_RAW DATA:_
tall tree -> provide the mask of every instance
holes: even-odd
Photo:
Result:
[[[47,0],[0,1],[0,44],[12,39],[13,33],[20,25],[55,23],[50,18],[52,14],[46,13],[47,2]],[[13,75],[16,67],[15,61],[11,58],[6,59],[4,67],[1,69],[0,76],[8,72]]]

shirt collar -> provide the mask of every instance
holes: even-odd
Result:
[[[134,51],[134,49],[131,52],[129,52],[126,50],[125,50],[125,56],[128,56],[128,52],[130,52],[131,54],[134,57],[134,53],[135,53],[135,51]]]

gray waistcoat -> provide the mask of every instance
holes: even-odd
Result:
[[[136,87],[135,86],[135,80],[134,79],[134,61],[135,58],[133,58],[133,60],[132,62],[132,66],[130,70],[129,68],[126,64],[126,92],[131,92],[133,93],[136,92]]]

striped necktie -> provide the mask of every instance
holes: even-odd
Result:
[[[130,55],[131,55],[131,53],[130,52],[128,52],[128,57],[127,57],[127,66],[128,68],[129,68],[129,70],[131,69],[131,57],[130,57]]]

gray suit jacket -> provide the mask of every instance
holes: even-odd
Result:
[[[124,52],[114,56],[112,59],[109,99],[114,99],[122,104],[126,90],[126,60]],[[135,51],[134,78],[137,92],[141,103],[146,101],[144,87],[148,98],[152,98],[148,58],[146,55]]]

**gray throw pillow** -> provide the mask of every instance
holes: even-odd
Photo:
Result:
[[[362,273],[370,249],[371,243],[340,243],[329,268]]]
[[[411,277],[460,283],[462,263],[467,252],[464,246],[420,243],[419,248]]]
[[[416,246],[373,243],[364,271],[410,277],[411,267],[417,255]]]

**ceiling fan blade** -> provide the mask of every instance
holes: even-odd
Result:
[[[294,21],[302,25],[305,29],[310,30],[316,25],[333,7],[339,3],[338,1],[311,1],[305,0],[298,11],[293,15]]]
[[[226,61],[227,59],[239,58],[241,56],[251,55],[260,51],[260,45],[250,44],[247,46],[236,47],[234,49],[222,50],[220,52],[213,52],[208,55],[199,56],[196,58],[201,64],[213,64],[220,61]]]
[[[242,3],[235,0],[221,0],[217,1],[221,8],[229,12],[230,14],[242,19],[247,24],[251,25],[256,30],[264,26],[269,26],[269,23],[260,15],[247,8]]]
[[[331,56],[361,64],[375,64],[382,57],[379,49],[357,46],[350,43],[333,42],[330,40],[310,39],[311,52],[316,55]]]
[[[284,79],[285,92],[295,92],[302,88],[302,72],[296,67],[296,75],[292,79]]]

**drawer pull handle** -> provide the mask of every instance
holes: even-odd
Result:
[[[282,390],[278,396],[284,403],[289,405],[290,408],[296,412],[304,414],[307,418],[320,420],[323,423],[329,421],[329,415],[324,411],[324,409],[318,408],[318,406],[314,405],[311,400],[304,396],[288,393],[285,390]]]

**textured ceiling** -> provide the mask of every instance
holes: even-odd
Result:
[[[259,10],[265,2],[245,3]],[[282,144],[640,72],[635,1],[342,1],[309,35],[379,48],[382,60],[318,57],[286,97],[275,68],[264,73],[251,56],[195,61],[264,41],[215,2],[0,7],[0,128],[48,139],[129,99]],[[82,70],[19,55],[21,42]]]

_WRITTEN PROBLEM:_
Number every line of the items above as a list, leaving out the blank lines.

_SOLUTION TO THIS PROBLEM:_
1. tall tree -> provide the mask of every instance
2. holes: even-odd
3. Photo:
4. Result:
5. [[[47,0],[0,1],[0,44],[12,39],[13,33],[20,25],[55,23],[50,18],[52,14],[46,13],[47,2]],[[13,75],[16,67],[15,61],[11,58],[6,59],[4,67],[1,69],[0,76],[8,72]]]
6. shirt collar -> provide the mask of every instance
7. holes: even-odd
8. Result:
9. [[[134,51],[134,49],[131,52],[129,52],[126,50],[125,50],[125,56],[128,56],[128,52],[130,52],[131,54],[134,57],[134,53],[135,53],[135,51]]]
10. gray waistcoat -> provide the mask of every instance
11. holes: even-odd
12. Result:
13. [[[136,87],[135,86],[135,80],[134,79],[134,61],[135,58],[133,58],[133,60],[132,62],[132,66],[130,70],[129,68],[126,64],[126,92],[131,92],[133,93],[136,92]]]
14. striped necktie -> provide the mask of every instance
15. holes: even-odd
16. Result:
17. [[[130,55],[131,55],[131,53],[130,52],[128,52],[128,57],[127,57],[127,66],[128,68],[129,68],[129,70],[131,69],[131,57],[130,57]]]
18. gray suit jacket -> provide the mask of every instance
19. holes: even-odd
20. Result:
21. [[[124,52],[114,56],[112,59],[109,99],[114,99],[122,104],[126,90],[126,60]],[[135,51],[134,78],[137,92],[141,103],[146,101],[144,87],[148,98],[152,98],[148,58],[146,55]]]
22. **gray throw pillow** -> provide the mask of every instance
23. holes: even-odd
24. Photo:
25. Result:
26. [[[362,273],[370,249],[371,243],[340,243],[329,268]]]
27. [[[411,277],[460,283],[462,263],[467,252],[464,246],[420,243],[419,248]]]
28. [[[416,246],[373,243],[364,271],[410,277],[411,267],[417,255]]]
29. **ceiling fan blade** -> provide the mask of every instance
30. holes: even-odd
31. Result:
32. [[[294,21],[302,25],[305,29],[310,30],[316,25],[333,7],[339,3],[338,1],[311,1],[305,0],[298,11],[293,15]]]
33. [[[226,61],[227,59],[239,58],[241,56],[251,55],[260,51],[260,45],[250,44],[247,46],[236,47],[234,49],[222,50],[220,52],[213,52],[208,55],[199,56],[196,58],[201,64],[213,64],[220,61]]]
34. [[[242,3],[235,0],[221,0],[217,1],[221,8],[229,12],[230,14],[242,19],[247,24],[251,25],[256,30],[264,26],[269,26],[269,23],[260,15],[247,8]]]
35. [[[331,56],[361,64],[375,64],[382,57],[379,49],[357,46],[350,43],[333,42],[330,40],[310,39],[311,52],[316,55]]]
36. [[[284,79],[285,92],[295,92],[302,88],[302,72],[296,67],[296,75],[292,79]]]
37. **drawer pull handle** -> provide the mask of every instance
38. holes: even-odd
39. Result:
40. [[[282,390],[278,396],[284,403],[289,405],[290,408],[296,412],[304,414],[307,418],[320,420],[323,423],[329,421],[329,415],[324,411],[324,409],[318,408],[318,406],[314,405],[311,400],[304,396],[288,393],[285,390]]]
41. **textured ceiling** -> provide the mask of every instance
42. holes: even-odd
43. Result:
44. [[[259,10],[265,2],[245,3]],[[282,144],[640,72],[635,1],[342,1],[309,35],[379,48],[382,60],[318,57],[286,97],[275,68],[264,73],[251,56],[195,61],[264,41],[215,2],[0,7],[0,128],[48,139],[129,99]],[[82,70],[19,55],[21,42]]]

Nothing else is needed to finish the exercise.